DOCUMENT TEXT:
Go back

This is what happens when you use react-router with Github Pages

October 20th, 2024 7:39 PM

gh-pages
react-router
hash routing
giscus
debugging

Image Courtesy:Praveen Thirumurugan

Hey, before you start reading this blog, you might wanna read this. In the context of my project, this blog is largely obsolete. Kinda sad, specially cause I had anticipated this might happen from the very first day I wrote this. Still, I believe it could hold some value for others, so I’ll leave it here. Feel free to take a look—maybe you’ll find something useful! :) For the new updated version, feel free to check out Here's what I did not tell you about my Portfolio Website

Hi again!

I'm back to discuss some technical aspects of my portfolio website. One of the major issues I faced was with React Routing, which has been particularly challenging.

Introduction

For those who are new to this— this is how most browsers work basically. Everytime you type in a url into the browser's address bar, a GET HTTP request is fired. Static web hosting services like GitHub Pages, provide a minimal server as a service, which responds HTTP requests— as the name suggests— with static assets.

For example, visiting https://example.com/xyz.png serves the image xyz.png, while visiting https://example.com typically serves the index.html file automatically, without needing to explicitly include the filename in the url.

However, the key limitation of static hosting is that it expects static asset for each url. In case a static asset is not present, you get the classic 404, 'resouce not found' error.

Another way we can set off a GET HTTP request is by clicking on hyperlinks occuring in html files. These hyperlinks does a job tantamount to pasting a link present in the href attribute of the anchor tag, into the browser's address bar and pressing the enter key.

In more advance serving strategies, like Static Site Generation or Server Side Rendering, these assets are usually dynamically generated during build time or run time respectively, and then served. But for everything you see on the page is a rendered product of what once was a mere HTTP response to the url present on that page's address bar.

But there is an exception to this rule. And that exception is Client Side Rendering routings.

There is a way we can programmatically change the url in our browser's address bar and not fire a HTTP request. And that way is using the History API .

Most CSR tools have their own ecosystem, and atleast one router library, which uses the History API under the hood, including React react-router-dom v6.

Now the problem with Client Side Rendering solutions like React is that when we serve the build files through a static web hosting service, you do not have the views or static 'html' files at your disposal ready to be served at each route defined in the react app. When you serve these build files, at your base url, a minimal index.html is served with a reference to a bundled JS script, which when recieved and executed, all the router related scripts are made available. It works perfectly fine when you interact and navigate to various routes with the website you recieve at the base url, but guess what happens if you refresh the page? or manually enter a route?

The JS script that determines routes programmatically referenced at the index.html is not received as a HTTP response to the request triggered by the act of refreshing the page or manually typing the url.

For e.g., if you enter https://example.com/about URL manually in your browser, you are essentially causing the browser to send a GET request for that specific path. Since GitHub Pages and other static hosting services don't have an about.html, a 404 error is triggered, even if there is a route corresponding to that URL defined in your React script.

AVAILABLE DATA:

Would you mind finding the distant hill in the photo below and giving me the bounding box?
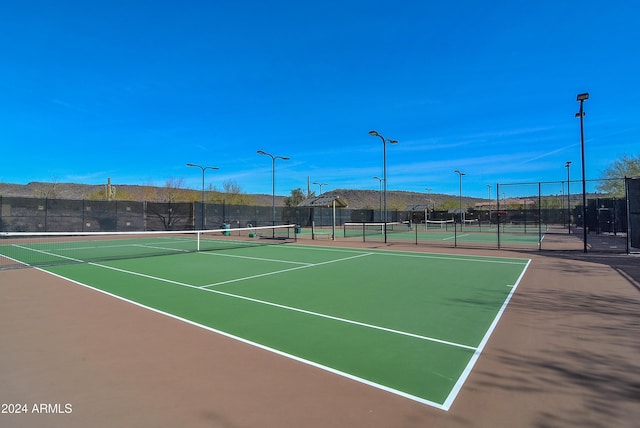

WRITTEN TASKS:
(a) Answer these questions using the blog post on react-router and GitHub Pages:
(i) What file does visiting https://example.com typically serve?
(ii) What does the author name as the way to change the URL in the address bar programmatically without firing an HTTP request?
(iii) What error results from manually entering https://example.com/about on a static host that has no about.html?
(b) In the blog post, repeat the passage that begins at the words "I'm back to" and stops after "with static assets.".
Rely solely on the blog post and set the data aside.

RESPONSE LIST:
(a)
(i) The index.html file, served automatically without the filename in the URL.
(ii) The History API.
(iii) A 404 error.

(b)
I'm back to discuss some technical aspects of my portfolio website. One of the major issues I faced was with React Routing, which has been particularly challenging.

Introduction

For those who are new to this— this is how most browsers work basically. Everytime you type in a url into the browser's address bar, a GET HTTP request is fired. Static web hosting services like GitHub Pages, provide a minimal server as a service, which responds HTTP requests— as the name suggests— with static assets.